• Selected extract:
* * * * * * * * *
As for your release... I personally think your release is quite sufficient, the jump is big enough that I like to see some contact, but not big enough that you need a HUGE release, but yes, tuck your wings in a bit and relax through your arms.


----------



## Gallop On (May 1, 2011)

alexischristina said:


> Out of curiosity, what on earth are you jumping over? And what is the height?
> 
> So my first thought, based mostly on your first, fifth and sixth pictures is NO you do not need to get your butt any farther out of the saddle. That said, with some of your other pictures I see someone who is getting a bit 'stuck', I'd like you to become a little more 'consistent' with your two point, which will help everything else fall into place. You look like you're jumping a little too far forward, bringing your center of gravity back over the center of your saddle, rather than pitched in front of your pommel will help a LOT, and then flattening your back (see the big arch there? That's a back-ache waiting to happen!) will help you get rid of that 'duck butt' sticking up in the air :wink:
> Now, keeping all of that in mind, yes I would suggest shortening your stirrups to help you with the other pictures where you seem stuck in the saddle, shortening your stirrups and employing the above advice should help you become a little more consistent with a proper distance out of the saddle.
> ...


Aha, the jump - That would be a jump I threw together for the moment out of random materials I had at hand. Its a blue barrel (secured to the ground to prevent it from rolling) and saw horses. The brick was just their. Excuse the messyness of it. The jump height... Ahh, I am going to guess at around 3'? I have not the slightest idea though...

Now, thank you so so much! What do you mean by stuck? Could you explain that? And also, when you say that Im jumping to far forward do you mean that... I dont know, could you explain that too?  My back, the hollow back is a big problem, I used to roach it, then I starting hollowing it, now Im working on getting it flat... Slowly! I always think Im riding all good until I record or take pictures, then Im abhorred by whats going on :lol: I too noticed I seem to be laying on Rustys neck, I will work on that. Thank you again for your time, and critique


----------



## alexischristina (Jun 30, 2009)
* * * * * * * * *
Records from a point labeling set
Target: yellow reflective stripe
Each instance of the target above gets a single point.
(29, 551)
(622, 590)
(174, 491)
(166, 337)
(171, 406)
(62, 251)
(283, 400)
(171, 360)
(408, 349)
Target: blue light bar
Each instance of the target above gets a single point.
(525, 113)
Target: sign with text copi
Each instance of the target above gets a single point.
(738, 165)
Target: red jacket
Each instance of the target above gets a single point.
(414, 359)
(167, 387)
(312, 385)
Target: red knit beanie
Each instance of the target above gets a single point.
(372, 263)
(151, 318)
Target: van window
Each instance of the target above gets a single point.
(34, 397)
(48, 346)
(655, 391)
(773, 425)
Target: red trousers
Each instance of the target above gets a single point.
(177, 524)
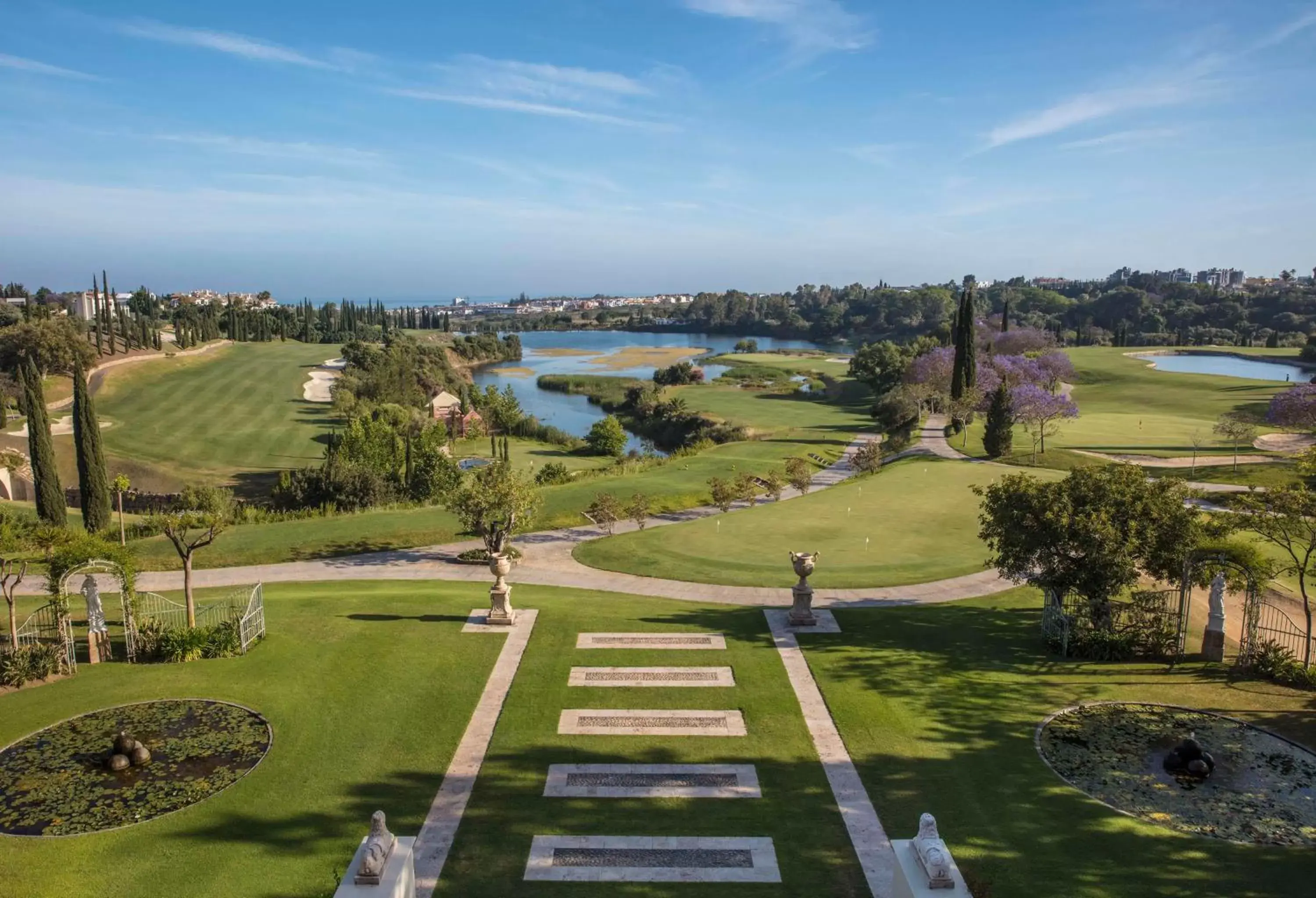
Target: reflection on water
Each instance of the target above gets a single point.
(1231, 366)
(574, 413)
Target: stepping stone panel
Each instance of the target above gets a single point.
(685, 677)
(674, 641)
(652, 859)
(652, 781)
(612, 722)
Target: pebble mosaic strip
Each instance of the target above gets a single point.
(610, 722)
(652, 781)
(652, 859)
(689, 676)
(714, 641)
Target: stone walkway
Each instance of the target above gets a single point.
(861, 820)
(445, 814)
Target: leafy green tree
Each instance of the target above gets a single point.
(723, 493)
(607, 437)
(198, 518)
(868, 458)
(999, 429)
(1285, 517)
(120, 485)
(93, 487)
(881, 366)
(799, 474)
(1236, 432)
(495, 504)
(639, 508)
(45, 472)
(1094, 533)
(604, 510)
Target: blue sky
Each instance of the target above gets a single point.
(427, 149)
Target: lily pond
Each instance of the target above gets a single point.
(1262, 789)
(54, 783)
* * * * * * * * *
• To be done:
1: Could you reproduce the jumping forum thread from "Aha, the jump" down to "slightest idea though...", swapping "saw horses" for "wooden crates"?
2: In the jumping forum thread, what part of the jump was secured to the ground to keep it from rolling?

• Worked solutions:
1:
Aha, the jump - That would be a jump I threw together for the moment out of random materials I had at hand. Its a blue barrel (secured to the ground to prevent it from rolling) and wooden crates. The brick was just their. Excuse the messyness of it. The jump height... Ahh, I am going to guess at around 3'? I have not the slightest idea though...

2: The blue barrel.